PROBLEM TO WORK ON ->
Identify every line in the entries below that holds the word "motorcycle" and copy each of those lines.

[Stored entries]
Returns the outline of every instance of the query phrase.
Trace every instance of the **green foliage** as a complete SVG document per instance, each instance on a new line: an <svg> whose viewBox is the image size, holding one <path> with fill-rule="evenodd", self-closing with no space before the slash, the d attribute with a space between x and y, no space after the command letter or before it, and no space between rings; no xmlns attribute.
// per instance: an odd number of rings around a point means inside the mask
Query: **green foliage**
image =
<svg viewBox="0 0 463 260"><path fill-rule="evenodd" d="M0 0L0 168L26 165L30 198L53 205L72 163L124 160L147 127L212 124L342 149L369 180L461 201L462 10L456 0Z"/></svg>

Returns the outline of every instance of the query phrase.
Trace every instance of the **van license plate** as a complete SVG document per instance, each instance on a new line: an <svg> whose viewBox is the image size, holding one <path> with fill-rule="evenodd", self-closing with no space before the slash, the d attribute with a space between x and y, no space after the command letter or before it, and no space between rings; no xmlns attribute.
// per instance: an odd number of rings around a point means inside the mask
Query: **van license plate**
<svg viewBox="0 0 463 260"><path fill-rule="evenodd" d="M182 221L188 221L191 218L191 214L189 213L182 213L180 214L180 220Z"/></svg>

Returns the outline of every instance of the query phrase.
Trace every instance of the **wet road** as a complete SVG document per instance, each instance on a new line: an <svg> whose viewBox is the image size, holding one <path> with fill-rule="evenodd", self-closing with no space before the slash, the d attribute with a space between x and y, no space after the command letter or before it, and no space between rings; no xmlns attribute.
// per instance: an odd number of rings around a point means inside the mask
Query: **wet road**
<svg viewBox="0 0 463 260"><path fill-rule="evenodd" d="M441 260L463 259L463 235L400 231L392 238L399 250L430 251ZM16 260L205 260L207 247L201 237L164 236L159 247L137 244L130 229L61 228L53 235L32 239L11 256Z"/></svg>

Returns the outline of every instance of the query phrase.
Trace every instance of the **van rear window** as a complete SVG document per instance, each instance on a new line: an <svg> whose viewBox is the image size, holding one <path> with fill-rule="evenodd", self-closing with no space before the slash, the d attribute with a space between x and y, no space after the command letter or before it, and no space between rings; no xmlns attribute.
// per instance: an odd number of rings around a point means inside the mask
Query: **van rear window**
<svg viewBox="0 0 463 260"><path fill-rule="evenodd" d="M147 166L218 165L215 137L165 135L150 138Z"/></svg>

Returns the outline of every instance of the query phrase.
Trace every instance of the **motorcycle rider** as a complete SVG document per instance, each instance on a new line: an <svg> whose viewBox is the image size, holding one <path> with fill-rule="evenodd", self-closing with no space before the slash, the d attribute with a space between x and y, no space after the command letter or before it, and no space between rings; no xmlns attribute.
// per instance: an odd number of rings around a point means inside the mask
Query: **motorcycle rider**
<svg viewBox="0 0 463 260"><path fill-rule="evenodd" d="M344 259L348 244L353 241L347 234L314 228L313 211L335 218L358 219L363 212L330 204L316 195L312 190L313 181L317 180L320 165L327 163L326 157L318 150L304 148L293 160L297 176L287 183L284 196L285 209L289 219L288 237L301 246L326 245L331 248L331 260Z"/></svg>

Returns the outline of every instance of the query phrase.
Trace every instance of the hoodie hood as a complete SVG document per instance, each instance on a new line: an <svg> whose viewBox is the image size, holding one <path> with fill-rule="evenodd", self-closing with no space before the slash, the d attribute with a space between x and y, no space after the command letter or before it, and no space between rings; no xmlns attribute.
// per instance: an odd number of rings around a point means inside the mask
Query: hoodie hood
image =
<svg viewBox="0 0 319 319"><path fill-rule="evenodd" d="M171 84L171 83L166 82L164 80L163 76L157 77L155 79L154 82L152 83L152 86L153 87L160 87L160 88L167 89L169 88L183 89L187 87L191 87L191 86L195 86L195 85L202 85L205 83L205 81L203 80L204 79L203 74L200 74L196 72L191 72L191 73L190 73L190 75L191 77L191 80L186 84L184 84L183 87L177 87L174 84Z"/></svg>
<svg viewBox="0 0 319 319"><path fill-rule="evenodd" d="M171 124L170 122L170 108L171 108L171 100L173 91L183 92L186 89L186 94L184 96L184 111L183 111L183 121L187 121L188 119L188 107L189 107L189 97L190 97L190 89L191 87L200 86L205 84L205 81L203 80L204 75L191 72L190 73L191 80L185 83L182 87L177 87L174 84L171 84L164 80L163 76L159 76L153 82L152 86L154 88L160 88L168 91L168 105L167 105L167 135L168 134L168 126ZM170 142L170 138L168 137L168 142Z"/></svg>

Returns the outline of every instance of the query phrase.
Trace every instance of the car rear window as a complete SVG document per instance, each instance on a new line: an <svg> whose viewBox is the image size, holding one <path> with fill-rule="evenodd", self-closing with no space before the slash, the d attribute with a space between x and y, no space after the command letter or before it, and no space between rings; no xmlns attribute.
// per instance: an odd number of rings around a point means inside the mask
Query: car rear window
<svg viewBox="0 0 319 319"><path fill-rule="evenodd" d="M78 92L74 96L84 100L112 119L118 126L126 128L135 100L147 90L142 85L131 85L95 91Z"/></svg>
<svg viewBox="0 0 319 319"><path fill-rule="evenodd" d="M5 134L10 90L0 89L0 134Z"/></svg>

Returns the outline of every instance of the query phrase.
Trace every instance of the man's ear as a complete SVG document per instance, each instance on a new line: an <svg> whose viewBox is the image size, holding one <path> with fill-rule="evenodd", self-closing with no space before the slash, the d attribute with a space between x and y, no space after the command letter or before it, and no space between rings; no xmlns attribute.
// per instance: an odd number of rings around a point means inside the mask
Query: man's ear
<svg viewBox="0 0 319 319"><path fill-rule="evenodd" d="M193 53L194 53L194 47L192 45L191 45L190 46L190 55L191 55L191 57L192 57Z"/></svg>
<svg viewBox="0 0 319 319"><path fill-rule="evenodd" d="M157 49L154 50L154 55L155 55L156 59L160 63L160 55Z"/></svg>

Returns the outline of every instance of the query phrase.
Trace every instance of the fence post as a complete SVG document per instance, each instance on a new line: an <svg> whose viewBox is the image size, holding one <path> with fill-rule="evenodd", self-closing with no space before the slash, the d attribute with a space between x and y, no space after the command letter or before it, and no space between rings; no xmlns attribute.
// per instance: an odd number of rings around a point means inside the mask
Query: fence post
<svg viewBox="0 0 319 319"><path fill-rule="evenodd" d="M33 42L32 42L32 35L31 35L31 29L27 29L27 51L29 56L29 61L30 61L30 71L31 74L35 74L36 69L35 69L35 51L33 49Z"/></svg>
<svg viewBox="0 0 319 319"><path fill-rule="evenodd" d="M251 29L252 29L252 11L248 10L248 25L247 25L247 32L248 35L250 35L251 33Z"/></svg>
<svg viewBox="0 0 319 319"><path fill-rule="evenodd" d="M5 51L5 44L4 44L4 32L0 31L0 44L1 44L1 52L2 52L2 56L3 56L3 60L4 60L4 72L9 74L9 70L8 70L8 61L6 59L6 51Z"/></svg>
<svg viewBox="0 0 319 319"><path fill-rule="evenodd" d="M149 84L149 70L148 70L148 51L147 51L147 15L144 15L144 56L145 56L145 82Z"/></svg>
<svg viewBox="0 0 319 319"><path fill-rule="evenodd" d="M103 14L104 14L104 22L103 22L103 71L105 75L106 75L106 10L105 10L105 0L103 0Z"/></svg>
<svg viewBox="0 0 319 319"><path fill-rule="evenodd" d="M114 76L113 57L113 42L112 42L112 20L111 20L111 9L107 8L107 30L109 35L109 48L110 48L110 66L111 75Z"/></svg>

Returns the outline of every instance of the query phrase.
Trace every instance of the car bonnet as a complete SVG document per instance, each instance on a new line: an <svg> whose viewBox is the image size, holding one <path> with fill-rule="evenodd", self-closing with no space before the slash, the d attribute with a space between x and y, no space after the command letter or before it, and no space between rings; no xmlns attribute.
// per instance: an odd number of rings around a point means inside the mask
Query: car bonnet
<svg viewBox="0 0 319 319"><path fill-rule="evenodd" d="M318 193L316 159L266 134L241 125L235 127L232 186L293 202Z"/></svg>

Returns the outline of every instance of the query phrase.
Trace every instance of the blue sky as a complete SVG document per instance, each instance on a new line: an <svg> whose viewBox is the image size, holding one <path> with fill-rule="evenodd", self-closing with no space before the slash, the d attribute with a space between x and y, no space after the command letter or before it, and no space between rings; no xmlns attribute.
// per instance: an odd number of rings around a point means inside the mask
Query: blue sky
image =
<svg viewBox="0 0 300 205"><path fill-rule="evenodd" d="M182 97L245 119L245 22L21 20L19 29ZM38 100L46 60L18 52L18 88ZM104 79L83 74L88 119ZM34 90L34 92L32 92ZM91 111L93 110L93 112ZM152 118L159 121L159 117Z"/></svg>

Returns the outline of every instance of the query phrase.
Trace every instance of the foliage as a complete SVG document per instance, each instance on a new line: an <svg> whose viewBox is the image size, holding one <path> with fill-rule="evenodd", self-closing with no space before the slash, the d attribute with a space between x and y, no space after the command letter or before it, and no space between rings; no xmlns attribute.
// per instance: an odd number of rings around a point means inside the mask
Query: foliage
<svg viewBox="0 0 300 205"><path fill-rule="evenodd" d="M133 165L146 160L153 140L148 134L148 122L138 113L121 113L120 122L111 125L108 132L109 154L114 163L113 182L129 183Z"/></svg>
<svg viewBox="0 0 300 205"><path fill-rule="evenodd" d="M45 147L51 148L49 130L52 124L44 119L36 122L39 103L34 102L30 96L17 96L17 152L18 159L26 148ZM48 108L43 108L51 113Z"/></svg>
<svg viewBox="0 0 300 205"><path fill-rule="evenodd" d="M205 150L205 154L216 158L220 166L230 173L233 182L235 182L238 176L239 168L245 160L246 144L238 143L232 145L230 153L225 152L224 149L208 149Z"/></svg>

ANSWER FOR THE TASK ->
Trace every instance of the **motorcycle rider** as a complete SVG document per instance, each instance on a new line: an <svg> whose viewBox is the image size, holding one <path> with fill-rule="evenodd", self-closing with no space before the slash, the d attribute with a space between x and y, no space after the command letter or before it, and no space between rings; no xmlns attribute.
Query: **motorcycle rider**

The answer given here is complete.